Turn every line of the records below into a numbered list item, dropping any blank lines.

▼▼▼

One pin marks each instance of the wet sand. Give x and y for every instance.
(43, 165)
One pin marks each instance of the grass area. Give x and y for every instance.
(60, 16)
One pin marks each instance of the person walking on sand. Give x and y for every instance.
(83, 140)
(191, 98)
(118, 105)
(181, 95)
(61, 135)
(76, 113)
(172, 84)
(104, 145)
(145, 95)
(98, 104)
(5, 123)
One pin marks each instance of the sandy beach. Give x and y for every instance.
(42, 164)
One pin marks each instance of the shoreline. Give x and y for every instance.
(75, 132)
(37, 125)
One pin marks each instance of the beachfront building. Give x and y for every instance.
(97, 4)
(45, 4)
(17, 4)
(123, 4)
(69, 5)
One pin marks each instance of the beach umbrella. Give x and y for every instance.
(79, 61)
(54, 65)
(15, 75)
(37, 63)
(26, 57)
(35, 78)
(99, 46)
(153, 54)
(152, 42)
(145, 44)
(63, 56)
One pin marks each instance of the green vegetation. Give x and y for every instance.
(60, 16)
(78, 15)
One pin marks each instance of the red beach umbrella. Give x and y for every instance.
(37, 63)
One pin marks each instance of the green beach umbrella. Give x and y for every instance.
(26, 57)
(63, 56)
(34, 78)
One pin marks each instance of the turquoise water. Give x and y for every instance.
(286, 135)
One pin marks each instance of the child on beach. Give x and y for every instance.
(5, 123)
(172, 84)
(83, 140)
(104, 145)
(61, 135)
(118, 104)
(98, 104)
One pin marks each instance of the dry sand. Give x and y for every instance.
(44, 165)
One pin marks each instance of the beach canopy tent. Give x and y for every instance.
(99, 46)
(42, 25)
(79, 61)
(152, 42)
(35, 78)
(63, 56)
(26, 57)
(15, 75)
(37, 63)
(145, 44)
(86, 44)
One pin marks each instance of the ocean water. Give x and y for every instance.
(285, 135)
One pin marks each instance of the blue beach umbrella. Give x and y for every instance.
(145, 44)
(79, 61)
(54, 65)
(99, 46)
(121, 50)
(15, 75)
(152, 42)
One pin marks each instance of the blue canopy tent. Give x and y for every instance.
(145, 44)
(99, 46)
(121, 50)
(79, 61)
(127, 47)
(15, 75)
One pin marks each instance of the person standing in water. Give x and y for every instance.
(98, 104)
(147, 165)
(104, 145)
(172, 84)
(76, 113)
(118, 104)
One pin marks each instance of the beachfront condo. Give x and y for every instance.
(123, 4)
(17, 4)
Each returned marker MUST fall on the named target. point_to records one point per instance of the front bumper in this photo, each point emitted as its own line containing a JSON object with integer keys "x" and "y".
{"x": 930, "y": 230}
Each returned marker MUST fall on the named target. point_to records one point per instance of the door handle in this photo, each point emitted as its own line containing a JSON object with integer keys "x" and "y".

▲▲▲

> [Written answer]
1. One pin marks each instance of the wet sand. Give x and y for every instance.
2. (43, 165)
3. One pin marks each instance of the grass area. Give x and y for every instance.
4. (60, 16)
5. One pin marks each instance of the person walking on sand. Give x and y for every instance.
6. (83, 140)
7. (191, 98)
8. (118, 105)
9. (181, 95)
10. (61, 135)
11. (76, 113)
12. (172, 84)
13. (104, 145)
14. (145, 95)
15. (98, 104)
16. (5, 123)
17. One pin marks each instance of the sandy beach. Give x and y for every instance.
18. (42, 164)
19. One pin marks each instance of the shoreline. Give x and y for every instance.
20. (75, 132)
21. (37, 125)
22. One pin marks each instance of the beachfront building. Give x and y for every instance.
23. (97, 4)
24. (45, 4)
25. (17, 4)
26. (123, 4)
27. (69, 5)
28. One pin marks each instance of the beach umbrella. Give x and y for every instance.
29. (79, 61)
30. (54, 65)
31. (15, 75)
32. (37, 63)
33. (26, 57)
34. (35, 78)
35. (99, 46)
36. (153, 54)
37. (152, 42)
38. (145, 44)
39. (63, 56)
40. One pin marks each instance of the green vegetation. Give x and y for every instance.
41. (60, 16)
42. (78, 15)
43. One pin marks each instance of the red beach umbrella. Give x and y for every instance.
44. (37, 63)
45. One pin marks each instance of the green beach umbrella. Give x and y for every instance.
46. (26, 57)
47. (63, 56)
48. (34, 78)
49. One pin marks each instance of the turquoise water. Give x and y for every instance.
50. (286, 135)
51. One pin marks each instance of the child on beach. Give x and y for every instance.
52. (5, 123)
53. (172, 84)
54. (83, 140)
55. (104, 145)
56. (61, 135)
57. (118, 104)
58. (98, 104)
59. One pin marks each instance of the dry sand. Give x and y for every instance.
60. (44, 165)
61. One pin marks each instance of the beach canopy tent. Give x and y for every instance.
62. (99, 46)
63. (42, 25)
64. (79, 61)
65. (152, 42)
66. (35, 78)
67. (63, 56)
68. (26, 57)
69. (15, 75)
70. (37, 63)
71. (145, 44)
72. (86, 44)
73. One pin marks each instance of the ocean water. Give x and y for every instance.
74. (285, 135)
75. One pin marks each instance of the blue beach umbrella. Give x and y for every instance.
76. (145, 44)
77. (79, 61)
78. (54, 65)
79. (99, 46)
80. (121, 50)
81. (15, 75)
82. (152, 42)
83. One pin marks each instance of the blue canopy tent. Give x and y for every instance.
84. (145, 44)
85. (99, 46)
86. (121, 50)
87. (79, 61)
88. (127, 47)
89. (15, 75)
90. One pin marks each instance of the person standing in water. Give x and y for every instance.
91. (98, 104)
92. (147, 165)
93. (104, 145)
94. (172, 84)
95. (76, 113)
96. (118, 104)
97. One pin marks each instance of the beachfront condo. Give x and y for every instance.
98. (123, 4)
99. (17, 4)
100. Each returned marker MUST fall on the named target. point_to records one point per instance of the front bumper in this photo, each point emitted as its own line containing a JSON object with integer keys "x" and "y".
101. {"x": 930, "y": 230}
102. Each returned marker MUST fall on the named target. point_to records one point per instance of the door handle in this photo, each point emitted as its own line containing a JSON object with integer keys "x" and "y".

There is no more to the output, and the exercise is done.